## EXERCISE GOAL
What do the lines from the one containing "statue's belt, placed" through the end of the entries say? Quote them exactly, and only them.

## RECORDS SUPPLIED
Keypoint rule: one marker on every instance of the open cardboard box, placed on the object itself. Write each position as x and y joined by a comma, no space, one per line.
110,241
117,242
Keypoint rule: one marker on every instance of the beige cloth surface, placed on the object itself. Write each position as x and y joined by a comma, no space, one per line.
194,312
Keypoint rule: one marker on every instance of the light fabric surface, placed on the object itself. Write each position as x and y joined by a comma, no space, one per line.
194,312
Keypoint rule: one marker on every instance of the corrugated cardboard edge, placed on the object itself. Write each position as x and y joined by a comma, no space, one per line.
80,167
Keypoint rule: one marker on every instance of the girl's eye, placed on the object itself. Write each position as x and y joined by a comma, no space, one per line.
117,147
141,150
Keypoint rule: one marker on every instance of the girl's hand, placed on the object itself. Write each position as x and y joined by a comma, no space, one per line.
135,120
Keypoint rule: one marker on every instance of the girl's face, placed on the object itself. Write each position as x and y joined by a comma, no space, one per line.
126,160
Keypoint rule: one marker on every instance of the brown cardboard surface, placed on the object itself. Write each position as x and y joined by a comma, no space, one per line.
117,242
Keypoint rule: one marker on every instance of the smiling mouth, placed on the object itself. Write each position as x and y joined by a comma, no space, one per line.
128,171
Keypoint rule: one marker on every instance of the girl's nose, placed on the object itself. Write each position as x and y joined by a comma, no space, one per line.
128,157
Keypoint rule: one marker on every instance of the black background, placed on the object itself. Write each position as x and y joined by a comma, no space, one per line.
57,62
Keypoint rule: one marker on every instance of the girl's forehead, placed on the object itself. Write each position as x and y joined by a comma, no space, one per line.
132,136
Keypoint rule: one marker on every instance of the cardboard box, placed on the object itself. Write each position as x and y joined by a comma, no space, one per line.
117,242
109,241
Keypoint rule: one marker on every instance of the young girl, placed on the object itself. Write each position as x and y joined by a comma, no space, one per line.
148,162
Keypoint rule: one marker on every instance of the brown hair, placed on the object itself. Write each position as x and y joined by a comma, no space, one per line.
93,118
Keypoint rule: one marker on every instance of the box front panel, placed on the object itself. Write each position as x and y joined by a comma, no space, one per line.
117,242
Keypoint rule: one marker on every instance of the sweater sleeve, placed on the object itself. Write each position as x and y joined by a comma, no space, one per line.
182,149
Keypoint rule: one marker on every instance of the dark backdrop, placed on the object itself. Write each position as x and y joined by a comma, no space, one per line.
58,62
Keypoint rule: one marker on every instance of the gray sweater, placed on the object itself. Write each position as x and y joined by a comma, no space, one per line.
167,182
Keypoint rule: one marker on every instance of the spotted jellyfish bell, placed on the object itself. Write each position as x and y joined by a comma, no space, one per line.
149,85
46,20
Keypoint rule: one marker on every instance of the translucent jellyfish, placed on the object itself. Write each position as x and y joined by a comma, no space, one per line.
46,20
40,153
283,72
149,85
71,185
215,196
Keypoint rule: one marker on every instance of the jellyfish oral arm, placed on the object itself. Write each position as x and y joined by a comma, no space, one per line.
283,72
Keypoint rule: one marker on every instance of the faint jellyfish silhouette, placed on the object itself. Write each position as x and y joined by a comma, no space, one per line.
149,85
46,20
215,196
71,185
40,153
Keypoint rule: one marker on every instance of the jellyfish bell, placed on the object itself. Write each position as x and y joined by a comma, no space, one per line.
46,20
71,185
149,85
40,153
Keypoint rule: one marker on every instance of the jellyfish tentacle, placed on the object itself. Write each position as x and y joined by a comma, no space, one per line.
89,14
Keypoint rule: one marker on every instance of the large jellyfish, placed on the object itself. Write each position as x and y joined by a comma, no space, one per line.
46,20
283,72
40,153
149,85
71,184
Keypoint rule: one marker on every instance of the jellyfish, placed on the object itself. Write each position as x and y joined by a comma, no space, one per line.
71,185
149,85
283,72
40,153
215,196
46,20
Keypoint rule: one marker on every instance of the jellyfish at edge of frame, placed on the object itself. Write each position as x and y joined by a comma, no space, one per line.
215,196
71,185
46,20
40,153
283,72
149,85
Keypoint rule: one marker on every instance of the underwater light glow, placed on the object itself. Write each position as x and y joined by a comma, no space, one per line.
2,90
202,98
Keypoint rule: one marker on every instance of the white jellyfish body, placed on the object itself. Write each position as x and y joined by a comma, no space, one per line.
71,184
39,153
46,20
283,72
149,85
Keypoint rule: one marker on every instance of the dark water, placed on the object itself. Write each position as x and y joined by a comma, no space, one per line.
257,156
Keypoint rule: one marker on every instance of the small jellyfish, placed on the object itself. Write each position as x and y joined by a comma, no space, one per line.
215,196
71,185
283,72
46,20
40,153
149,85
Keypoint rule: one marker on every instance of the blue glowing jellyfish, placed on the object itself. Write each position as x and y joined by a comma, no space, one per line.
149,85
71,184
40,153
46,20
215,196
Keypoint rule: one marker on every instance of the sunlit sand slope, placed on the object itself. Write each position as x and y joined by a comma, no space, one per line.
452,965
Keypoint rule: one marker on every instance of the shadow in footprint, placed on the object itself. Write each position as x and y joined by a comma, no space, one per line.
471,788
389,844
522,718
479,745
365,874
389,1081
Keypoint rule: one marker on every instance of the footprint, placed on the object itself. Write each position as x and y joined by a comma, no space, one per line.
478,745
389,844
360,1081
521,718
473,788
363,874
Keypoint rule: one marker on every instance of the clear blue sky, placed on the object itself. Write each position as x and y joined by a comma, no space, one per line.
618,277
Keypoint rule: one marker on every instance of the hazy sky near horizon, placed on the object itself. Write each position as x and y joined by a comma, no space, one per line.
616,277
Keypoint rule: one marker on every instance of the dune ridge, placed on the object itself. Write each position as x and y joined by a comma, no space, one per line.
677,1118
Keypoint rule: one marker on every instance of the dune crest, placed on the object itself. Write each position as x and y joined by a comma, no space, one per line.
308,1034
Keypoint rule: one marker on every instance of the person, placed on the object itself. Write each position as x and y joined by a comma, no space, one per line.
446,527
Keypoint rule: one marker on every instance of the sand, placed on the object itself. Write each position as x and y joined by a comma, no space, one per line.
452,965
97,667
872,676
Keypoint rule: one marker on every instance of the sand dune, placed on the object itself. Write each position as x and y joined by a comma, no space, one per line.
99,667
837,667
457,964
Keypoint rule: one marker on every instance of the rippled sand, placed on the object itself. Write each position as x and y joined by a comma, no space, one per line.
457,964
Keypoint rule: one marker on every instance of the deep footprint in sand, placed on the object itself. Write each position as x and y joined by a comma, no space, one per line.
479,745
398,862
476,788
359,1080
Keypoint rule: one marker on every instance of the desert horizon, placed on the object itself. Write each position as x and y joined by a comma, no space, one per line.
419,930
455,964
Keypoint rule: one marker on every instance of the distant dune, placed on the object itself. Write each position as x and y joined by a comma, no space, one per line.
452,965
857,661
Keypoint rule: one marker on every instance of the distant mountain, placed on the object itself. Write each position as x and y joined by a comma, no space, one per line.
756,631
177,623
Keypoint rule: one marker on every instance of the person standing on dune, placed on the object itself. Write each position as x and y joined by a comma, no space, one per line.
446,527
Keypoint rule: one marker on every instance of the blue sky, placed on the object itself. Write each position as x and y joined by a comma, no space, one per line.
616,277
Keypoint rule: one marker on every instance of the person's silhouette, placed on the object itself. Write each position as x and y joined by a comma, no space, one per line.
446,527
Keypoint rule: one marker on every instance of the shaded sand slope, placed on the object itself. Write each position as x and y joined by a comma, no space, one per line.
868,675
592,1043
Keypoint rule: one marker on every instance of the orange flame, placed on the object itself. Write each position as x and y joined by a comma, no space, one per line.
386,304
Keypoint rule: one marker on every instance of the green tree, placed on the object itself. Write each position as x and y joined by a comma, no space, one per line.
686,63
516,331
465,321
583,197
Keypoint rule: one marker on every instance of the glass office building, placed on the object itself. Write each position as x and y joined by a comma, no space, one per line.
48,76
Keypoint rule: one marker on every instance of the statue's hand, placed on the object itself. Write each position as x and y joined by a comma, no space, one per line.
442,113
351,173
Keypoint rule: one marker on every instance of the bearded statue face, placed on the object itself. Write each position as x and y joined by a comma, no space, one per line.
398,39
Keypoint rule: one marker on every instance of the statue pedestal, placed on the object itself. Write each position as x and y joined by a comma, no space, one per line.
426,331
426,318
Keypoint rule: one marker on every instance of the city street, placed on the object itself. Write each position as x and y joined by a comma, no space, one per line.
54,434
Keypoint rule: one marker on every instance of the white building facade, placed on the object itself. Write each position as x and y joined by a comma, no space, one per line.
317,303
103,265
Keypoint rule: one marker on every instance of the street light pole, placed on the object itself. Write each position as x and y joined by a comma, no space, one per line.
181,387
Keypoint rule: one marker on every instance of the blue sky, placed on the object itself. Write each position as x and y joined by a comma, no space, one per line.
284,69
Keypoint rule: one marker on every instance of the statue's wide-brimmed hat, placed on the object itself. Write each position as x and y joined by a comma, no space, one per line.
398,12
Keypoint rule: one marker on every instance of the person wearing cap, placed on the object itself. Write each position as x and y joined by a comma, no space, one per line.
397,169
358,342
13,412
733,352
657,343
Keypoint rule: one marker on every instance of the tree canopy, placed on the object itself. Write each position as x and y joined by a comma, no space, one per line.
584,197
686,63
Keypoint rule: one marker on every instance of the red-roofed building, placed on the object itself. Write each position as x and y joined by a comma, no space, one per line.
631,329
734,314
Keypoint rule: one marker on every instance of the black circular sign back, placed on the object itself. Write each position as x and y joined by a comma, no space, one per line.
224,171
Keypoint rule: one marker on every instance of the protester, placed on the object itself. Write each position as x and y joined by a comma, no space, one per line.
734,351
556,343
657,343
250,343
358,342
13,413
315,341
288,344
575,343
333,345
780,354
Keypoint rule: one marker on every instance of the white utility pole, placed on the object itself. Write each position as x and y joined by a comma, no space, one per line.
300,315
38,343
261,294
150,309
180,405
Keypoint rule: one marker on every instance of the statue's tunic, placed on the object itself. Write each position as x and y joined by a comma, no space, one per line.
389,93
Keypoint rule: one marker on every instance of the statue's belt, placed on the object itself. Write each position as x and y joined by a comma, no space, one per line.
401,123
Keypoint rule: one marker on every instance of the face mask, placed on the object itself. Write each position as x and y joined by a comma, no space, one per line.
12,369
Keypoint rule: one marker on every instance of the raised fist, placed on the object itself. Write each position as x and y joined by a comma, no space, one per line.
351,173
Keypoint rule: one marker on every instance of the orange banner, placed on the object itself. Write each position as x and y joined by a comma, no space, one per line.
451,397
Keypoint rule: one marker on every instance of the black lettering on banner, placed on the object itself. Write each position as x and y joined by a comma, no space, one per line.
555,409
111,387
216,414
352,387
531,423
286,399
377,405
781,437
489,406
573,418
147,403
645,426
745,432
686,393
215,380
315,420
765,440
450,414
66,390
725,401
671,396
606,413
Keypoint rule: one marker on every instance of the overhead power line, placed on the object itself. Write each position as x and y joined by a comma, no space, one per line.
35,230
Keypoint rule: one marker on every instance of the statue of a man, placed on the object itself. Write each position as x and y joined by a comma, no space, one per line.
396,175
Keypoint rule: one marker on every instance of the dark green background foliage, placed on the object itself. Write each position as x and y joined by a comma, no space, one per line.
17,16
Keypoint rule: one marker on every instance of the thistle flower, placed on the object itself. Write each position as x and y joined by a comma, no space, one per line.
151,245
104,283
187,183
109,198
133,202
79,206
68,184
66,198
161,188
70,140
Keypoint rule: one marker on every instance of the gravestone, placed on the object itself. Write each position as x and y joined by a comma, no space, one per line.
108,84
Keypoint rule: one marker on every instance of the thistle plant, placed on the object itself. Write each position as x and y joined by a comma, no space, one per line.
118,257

## THE RESPONSE
Keypoint rule: one marker on every instance of the statue's belt, placed on the object itself. Write each position as x and y joined by a comma, no space, one per line.
401,123
Keypoint rule: one marker on every instance of the face mask, placed on the object itself. Write each position as x and y joined by a comma, no space, one per line.
12,369
Keypoint rule: one marker on every instance of the raised fist, placed on the object itself. Write each position as x and y joined by a comma, no space, one per line.
351,173
Keypoint rule: one marker on every instance of the orange banner, placed on the object itself. Write each position as x and y joined by a comma, no space, one per line.
451,397
Keypoint rule: one marker on every instance of the black lettering on banner, placed on the object itself. Write each position as x and y joined by a comma, no space, one per line.
555,409
111,387
216,414
352,387
531,423
286,399
377,405
781,437
489,406
573,418
147,403
645,426
745,432
686,393
215,380
315,420
765,440
450,414
66,390
725,401
671,396
606,413
Keypoint rule: one marker on every instance of the overhead power line, placed on the object itself. Write each position as x and y joined by a comma, no space, one per line.
35,230
Keypoint rule: one marker on every instance of the statue of a man, placed on the object itself. Write each position as x and y joined by a comma, no space, one per line.
396,175
Keypoint rule: one marker on every instance of the dark green background foliage, placed on the object itself. Write each position as x and y joined by a comma, no space, one per line.
17,16
Keypoint rule: one marker on every instance of the thistle flower, placed on the object itself. Write each position as x and y joined by a comma, no space, one per line.
151,245
104,283
187,183
109,198
133,202
79,206
68,184
66,198
161,188
70,140
Keypoint rule: one marker on every instance of the gravestone, placed on the object itself. Write each position as x and y joined by a comma, no space, one per line.
108,84
Keypoint rule: one marker on every instance of the thistle plant, placed on the object itself. Write each position as x and y joined by a comma, no space, one per line.
118,257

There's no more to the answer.